Selected excerpt:
_ _ _ _ _ _ _

Personally, I don't feel there's anything wrong with a scream once in awhile. I'm not saying make a habit out of it, but I don't see a problem with it if there's a reason for it, which in your case, there was. Sometimes when JJ refuses to obey when he's told no for chewing on something, I raise my voice and slightly yell "no" in a deep voice. It's not a scream, but loud enough to be heard throughout the house. Now, hitting the animal, that's an entirely different subject. As long as you don't do that, you're good. Pilot knows you're his buddy and I'm sure he knows that sometimes he has to be put in his place, just like people.


----------



## jwemt81 (Aug 20, 2008)

We've all been there. It's no big deal and he will get over it. Just a couple of weeks ago, our GSD puppy (almost 6 months old and going through adolescence) was really testing my patience and was getting into everything and jumping all over the place while I was trying to get some work stuff done. I finally had to crate her and she started barking nonstop. I ignored it for several minutes, but she just just kept barking without even a second of silence in between barks, so I finally lost my cool and yelled "SHUT UP!!!!" really loudly, which is not something I normally do at all, but she had been pushing my buttons all day. I felt bad and she had this stunned look on her face and immediately stopped barking, but she has gotten over it and so have I. Just remember that dogs don't hold grudges.


----------

_ _ _ _ _ _ _

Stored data
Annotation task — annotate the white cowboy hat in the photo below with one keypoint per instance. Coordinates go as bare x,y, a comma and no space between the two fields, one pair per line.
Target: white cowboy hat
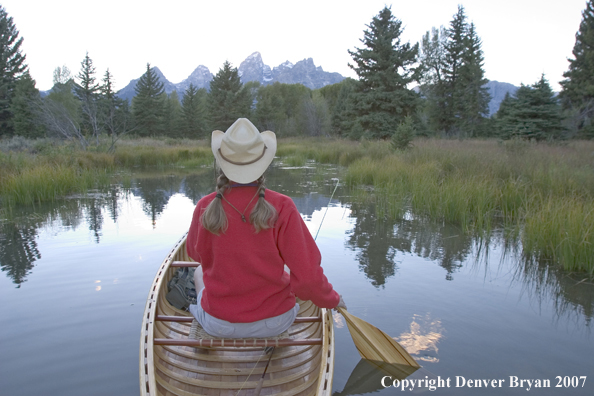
242,152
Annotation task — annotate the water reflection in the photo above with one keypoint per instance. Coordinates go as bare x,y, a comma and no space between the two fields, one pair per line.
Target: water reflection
377,242
367,377
422,339
18,250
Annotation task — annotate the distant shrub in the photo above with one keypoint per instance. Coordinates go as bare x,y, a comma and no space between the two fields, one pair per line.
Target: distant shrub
404,134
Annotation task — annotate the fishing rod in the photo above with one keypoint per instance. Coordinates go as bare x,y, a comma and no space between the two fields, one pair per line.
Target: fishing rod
327,207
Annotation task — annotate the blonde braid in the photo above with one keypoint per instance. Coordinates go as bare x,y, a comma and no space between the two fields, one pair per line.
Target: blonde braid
263,215
214,218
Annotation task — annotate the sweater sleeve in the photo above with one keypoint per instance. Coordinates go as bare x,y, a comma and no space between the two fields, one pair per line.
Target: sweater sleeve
301,254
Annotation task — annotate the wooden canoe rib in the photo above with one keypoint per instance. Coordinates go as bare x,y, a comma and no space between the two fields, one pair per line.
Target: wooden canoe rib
188,369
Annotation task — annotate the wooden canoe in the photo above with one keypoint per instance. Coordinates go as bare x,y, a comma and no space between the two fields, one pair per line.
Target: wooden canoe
171,363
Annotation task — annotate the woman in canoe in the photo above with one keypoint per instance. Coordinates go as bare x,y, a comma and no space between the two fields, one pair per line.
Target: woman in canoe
243,235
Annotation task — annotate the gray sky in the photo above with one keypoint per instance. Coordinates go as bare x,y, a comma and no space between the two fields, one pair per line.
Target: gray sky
521,38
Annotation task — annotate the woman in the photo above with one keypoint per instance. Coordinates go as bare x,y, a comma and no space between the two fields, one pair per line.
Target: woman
243,235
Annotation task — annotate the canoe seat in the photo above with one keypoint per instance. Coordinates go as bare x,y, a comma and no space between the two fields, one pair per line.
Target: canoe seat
199,334
198,337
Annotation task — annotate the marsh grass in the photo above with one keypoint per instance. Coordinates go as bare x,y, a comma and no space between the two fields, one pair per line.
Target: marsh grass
544,193
43,170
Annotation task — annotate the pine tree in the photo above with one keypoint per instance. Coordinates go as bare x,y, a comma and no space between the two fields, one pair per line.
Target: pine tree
115,112
227,100
578,87
474,98
433,80
454,57
172,115
382,98
452,60
87,91
25,101
87,87
534,113
12,66
193,114
148,104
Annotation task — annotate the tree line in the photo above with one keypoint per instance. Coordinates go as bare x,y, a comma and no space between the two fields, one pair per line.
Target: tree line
432,88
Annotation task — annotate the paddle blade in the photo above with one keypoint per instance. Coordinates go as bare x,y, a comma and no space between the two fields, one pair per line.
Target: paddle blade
374,344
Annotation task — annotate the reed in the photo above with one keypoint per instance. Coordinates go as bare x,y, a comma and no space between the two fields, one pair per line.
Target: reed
34,172
543,193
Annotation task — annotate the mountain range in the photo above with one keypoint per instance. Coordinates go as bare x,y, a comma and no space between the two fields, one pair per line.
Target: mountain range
303,72
251,69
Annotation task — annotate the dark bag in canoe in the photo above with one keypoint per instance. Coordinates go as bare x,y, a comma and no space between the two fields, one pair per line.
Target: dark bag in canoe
182,291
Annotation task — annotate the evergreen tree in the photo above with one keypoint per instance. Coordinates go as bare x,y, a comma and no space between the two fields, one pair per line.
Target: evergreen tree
452,59
148,104
87,91
433,80
534,113
382,98
474,98
338,97
25,101
115,112
172,115
12,66
193,114
227,99
578,87
87,86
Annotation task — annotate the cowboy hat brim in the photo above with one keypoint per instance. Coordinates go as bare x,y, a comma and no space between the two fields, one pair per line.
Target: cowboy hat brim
245,173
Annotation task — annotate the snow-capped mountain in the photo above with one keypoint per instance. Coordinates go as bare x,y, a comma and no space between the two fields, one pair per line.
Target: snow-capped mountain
251,69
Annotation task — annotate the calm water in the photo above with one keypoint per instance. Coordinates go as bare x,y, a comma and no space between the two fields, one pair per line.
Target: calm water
75,277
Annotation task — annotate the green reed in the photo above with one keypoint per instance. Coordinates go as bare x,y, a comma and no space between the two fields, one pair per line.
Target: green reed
51,171
544,192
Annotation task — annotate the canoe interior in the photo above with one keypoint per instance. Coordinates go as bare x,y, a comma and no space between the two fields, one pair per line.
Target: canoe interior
185,371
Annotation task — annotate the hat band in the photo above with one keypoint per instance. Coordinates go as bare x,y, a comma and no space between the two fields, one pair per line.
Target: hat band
243,163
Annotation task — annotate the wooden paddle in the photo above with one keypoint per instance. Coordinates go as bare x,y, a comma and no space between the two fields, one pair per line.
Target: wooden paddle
374,344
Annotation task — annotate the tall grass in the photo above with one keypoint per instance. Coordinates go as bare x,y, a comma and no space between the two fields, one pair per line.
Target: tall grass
544,192
38,171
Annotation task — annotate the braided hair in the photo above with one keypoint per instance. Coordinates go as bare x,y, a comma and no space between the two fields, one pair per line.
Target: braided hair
214,218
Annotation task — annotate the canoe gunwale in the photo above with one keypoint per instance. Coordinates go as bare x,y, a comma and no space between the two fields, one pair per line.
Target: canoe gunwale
155,358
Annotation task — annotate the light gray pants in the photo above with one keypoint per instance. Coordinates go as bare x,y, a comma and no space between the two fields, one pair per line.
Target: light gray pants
262,328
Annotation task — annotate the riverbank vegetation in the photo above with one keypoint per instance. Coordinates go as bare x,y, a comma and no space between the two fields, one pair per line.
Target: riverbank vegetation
540,194
518,169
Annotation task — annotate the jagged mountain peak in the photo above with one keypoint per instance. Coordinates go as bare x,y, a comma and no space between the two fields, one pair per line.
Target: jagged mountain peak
252,68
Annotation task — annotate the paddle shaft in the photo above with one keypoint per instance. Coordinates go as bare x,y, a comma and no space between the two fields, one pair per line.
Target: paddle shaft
322,222
261,382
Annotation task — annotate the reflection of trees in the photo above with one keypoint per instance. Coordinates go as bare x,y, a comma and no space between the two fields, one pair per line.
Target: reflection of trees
18,250
377,241
572,295
374,242
196,186
309,187
155,192
95,217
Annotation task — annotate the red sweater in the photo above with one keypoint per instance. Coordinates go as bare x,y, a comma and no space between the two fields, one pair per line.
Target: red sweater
243,270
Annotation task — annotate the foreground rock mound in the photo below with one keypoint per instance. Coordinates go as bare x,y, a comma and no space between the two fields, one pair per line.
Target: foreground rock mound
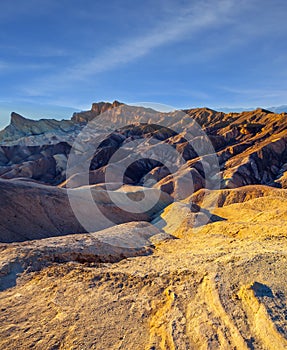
220,287
33,211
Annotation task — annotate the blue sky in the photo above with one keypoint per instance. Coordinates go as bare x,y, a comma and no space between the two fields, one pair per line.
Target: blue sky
70,53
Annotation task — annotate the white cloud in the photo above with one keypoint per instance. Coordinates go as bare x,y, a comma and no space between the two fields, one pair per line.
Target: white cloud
186,21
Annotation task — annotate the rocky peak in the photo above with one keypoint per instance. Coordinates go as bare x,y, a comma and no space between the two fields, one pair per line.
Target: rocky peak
97,109
17,120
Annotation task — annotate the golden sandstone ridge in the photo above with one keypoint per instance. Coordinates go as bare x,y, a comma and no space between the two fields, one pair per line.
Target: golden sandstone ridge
220,285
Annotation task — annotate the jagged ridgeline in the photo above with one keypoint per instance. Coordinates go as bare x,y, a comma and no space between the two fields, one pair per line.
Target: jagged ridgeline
251,148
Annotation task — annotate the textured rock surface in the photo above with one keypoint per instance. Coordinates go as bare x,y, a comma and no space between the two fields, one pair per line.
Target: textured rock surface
32,211
223,287
220,285
251,146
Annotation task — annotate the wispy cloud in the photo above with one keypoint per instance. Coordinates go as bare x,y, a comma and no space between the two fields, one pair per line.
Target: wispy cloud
188,21
6,66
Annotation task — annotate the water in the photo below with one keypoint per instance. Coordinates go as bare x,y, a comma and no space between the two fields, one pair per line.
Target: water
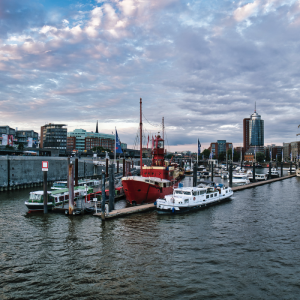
247,248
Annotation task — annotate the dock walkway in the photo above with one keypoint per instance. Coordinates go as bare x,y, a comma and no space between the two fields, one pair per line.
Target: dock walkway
147,207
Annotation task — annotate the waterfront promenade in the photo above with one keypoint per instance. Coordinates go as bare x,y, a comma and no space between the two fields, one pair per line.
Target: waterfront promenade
246,248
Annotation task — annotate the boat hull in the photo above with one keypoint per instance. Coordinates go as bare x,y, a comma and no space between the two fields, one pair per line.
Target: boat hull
182,210
138,192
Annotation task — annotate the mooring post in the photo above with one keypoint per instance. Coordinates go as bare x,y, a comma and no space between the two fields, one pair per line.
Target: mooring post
106,168
111,188
230,175
195,175
71,189
103,197
8,172
45,193
76,171
123,167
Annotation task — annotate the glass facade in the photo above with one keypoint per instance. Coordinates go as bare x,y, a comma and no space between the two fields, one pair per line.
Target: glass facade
221,146
256,130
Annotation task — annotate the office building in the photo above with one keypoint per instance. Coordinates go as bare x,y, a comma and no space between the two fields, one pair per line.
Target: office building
54,136
253,132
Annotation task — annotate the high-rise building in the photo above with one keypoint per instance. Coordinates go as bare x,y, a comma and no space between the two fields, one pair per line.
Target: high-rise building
253,131
54,136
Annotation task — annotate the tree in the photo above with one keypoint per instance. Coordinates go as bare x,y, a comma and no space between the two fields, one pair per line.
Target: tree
206,153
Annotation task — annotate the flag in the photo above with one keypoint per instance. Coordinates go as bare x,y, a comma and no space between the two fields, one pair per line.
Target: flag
118,144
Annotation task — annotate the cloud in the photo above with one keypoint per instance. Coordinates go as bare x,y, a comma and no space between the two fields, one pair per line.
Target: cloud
199,64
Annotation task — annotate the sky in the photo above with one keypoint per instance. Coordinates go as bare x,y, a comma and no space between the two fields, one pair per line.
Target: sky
201,65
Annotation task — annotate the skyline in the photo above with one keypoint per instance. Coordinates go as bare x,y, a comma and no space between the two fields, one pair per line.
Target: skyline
201,65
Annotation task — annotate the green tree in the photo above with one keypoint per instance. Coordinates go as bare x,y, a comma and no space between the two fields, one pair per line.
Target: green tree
206,153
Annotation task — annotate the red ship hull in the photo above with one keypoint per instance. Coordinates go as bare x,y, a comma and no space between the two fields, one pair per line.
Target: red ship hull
139,192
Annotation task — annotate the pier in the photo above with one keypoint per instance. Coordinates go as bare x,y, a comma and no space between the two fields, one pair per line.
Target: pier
147,207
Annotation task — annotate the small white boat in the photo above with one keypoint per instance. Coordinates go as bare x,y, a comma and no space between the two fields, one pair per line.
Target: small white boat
258,177
185,199
225,175
240,178
274,173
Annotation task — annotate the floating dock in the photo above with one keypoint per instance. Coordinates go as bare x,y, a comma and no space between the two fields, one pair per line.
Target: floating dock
147,207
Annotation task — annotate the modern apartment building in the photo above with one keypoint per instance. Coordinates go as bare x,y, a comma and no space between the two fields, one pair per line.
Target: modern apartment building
253,132
54,136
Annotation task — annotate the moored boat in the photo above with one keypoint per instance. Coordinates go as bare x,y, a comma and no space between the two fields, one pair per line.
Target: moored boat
186,199
240,178
55,198
155,181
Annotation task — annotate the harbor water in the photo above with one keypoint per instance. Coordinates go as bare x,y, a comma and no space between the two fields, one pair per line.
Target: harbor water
247,248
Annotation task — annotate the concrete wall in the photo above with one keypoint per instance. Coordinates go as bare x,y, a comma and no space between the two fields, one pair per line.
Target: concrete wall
19,170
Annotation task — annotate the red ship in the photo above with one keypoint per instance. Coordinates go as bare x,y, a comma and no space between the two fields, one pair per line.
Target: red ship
155,181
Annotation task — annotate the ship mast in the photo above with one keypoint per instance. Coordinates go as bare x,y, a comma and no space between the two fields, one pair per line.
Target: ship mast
163,127
141,138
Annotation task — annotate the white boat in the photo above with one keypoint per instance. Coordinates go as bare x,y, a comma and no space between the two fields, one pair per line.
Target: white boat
274,173
225,175
63,184
55,198
258,177
185,199
240,178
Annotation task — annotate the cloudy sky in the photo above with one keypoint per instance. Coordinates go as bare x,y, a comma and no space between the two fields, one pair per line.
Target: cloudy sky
200,64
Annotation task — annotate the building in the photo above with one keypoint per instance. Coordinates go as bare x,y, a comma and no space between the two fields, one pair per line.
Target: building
253,132
88,140
28,138
286,151
54,136
246,144
221,146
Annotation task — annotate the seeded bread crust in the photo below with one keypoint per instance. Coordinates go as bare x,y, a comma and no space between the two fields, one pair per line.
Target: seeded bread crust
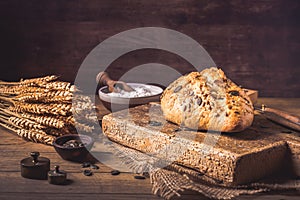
207,100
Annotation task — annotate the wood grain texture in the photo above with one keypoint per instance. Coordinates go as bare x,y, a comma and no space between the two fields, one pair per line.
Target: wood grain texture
255,42
100,186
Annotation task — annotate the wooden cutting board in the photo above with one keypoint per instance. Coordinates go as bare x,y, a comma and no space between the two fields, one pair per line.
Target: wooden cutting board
235,158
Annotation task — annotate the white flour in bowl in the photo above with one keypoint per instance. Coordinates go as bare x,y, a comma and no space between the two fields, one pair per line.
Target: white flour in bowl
139,91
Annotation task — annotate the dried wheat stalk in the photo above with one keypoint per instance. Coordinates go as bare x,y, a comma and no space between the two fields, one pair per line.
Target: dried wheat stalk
40,109
25,123
46,97
37,136
58,85
35,108
20,89
34,135
32,81
50,121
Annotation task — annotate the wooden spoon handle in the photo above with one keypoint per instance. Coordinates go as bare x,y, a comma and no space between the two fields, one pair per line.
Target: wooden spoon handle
103,79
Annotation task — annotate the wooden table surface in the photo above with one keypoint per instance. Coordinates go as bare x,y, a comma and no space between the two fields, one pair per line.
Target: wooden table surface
102,185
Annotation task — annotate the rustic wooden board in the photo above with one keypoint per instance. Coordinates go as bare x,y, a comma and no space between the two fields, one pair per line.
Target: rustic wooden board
235,158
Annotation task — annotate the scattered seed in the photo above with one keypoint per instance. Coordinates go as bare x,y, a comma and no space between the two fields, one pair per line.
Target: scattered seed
139,177
286,131
177,89
263,126
95,166
234,93
85,164
177,130
87,172
115,172
199,101
146,174
155,123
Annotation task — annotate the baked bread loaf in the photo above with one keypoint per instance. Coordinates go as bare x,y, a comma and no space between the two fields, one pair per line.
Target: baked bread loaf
207,100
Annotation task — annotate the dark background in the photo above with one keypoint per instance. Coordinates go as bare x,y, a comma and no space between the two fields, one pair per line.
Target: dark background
256,43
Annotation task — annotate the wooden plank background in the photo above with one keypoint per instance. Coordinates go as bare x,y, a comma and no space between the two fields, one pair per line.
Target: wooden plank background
257,43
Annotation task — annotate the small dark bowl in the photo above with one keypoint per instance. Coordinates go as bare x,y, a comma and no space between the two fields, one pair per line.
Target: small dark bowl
77,154
119,103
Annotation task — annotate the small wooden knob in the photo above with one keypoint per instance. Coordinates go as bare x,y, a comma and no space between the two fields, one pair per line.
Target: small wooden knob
35,156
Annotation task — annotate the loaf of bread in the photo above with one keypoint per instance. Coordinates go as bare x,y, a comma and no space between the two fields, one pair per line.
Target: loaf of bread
207,100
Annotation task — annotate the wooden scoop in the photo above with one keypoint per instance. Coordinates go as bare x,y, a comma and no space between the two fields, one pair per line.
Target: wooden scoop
113,86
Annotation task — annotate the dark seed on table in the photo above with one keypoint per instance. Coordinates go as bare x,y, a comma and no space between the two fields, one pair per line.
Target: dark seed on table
177,129
140,177
94,166
81,145
155,123
286,131
199,101
146,174
234,93
115,172
87,172
177,89
263,126
85,164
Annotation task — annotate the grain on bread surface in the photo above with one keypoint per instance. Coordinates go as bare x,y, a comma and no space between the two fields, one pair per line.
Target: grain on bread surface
207,100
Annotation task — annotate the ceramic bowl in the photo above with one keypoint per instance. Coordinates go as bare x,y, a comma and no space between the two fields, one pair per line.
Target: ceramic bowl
113,103
77,154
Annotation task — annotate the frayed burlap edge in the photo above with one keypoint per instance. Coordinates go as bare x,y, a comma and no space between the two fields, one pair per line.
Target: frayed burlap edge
174,179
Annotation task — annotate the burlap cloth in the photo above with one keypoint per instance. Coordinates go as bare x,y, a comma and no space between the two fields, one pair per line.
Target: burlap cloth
172,180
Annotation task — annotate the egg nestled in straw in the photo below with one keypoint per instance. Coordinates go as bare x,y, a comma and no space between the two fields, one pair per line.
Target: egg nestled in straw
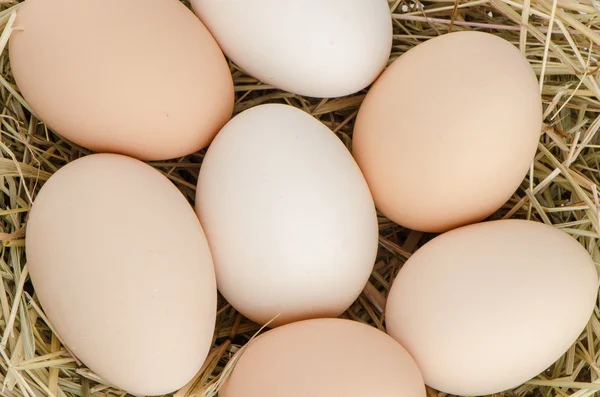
288,215
448,132
122,268
135,77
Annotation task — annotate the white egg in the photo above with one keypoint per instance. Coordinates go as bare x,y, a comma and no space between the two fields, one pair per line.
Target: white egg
317,48
288,216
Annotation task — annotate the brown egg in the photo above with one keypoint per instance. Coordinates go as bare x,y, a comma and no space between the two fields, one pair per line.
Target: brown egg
324,358
122,268
136,77
447,133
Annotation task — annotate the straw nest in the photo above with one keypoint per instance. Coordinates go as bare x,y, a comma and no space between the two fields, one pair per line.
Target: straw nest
559,38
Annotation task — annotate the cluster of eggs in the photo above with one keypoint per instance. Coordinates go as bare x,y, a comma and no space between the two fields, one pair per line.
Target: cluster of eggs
285,217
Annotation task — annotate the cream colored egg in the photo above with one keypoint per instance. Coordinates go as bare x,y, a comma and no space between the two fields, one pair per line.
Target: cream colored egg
324,358
122,268
288,216
486,307
448,132
136,77
318,48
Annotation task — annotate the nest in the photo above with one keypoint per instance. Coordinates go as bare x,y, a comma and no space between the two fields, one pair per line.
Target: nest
558,37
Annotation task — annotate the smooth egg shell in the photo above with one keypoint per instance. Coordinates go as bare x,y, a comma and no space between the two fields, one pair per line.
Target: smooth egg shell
136,77
122,268
324,48
324,357
448,132
288,216
473,306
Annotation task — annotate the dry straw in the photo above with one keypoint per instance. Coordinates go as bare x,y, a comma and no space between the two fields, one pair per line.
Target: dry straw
559,37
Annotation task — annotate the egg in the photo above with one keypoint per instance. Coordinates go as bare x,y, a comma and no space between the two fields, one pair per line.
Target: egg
123,271
288,216
448,132
325,48
136,77
324,357
473,306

_ _ _ _ _ _ _

Requirement 1:
Answer these questions about the forum thread:
(a) When JJ keeps chewing on something after being told no, what does the first poster do?
(b) How old is jwemt81's GSD puppy?
(c) How did the puppy react right after jwemt81 yelled at it?
Requirement 2:
Please copy everything in the forum thread from "We've all been" down to "don't hold grudges.".

Task result 1:
(a) The poster raises their voice and slightly yells "no" in a deep voice.
(b) Almost 6 months old.
(c) The puppy had a stunned look on her face and immediately stopped barking.

Task result 2:
We've all been there. It's no big deal and he will get over it. Just a couple of weeks ago, our GSD puppy (almost 6 months old and going through adolescence) was really testing my patience and was getting into everything and jumping all over the place while I was trying to get some work stuff done. I finally had to crate her and she started barking nonstop. I ignored it for several minutes, but she just just kept barking without even a second of silence in between barks, so I finally lost my cool and yelled "SHUT UP!!!!" really loudly, which is not something I normally do at all, but she had been pushing my buttons all day. I felt bad and she had this stunned look on her face and immediately stopped barking, but she has gotten over it and so have I. Just remember that dogs don't hold grudges.